### Text provided
╔══

On  8-Dec-2007, Nick Roberts wrote:

|  > Does it even have to be a command-line option?  Could it instead be a
|  > function to call to set the display style for filenames in Octave's
|  > debugging mode?
| 
| It could be a function call.  XEmacs has a mode for Python (another scripting
| language) which uses something called Pdbtrack and looks something like this
| (with a python script called fibo.py and a function called fib):
| 
|   M-x python-shell (note doesn't work with Emacs' run-python)
| 
| Then in the buffer this command creates:
| 
|   Python 2.5.1c1 (release25-maint, Apr 12 2007, 21:00:25) 
|   [GCC 4.1.2 (Ubuntu 4.1.2-0ubuntu4)] on linux2
|   Type "help", "copyright", "credits" or "license" for more information.
|   >>> import pdb
|   >>> import fibo
|   >>> pdb.run ("fibo.fib(1000)")
|   > <string>(1)<module>()

╚══

### Data block
╔══

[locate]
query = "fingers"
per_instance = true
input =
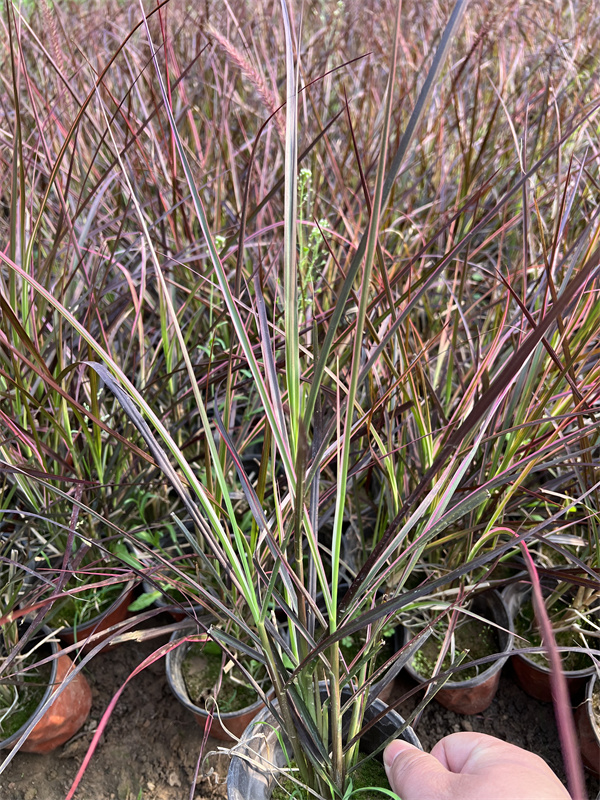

╚══

### Set exercise 1
In the email excerpt, what does the XEmacs mode for Python use?
### Set exercise 2
Please rewrite the paragraph of the email excerpt that begins "It could be a function call" in shorter form, keeping its main facts.
The lines that come after the email excerpt are from a different source.

### Solution 1
Pdbtrack.

### Solution 2
A function call could work. XEmacs has a Python mode that uses Pdbtrack, shown here with a script called fibo.py and a function called fib.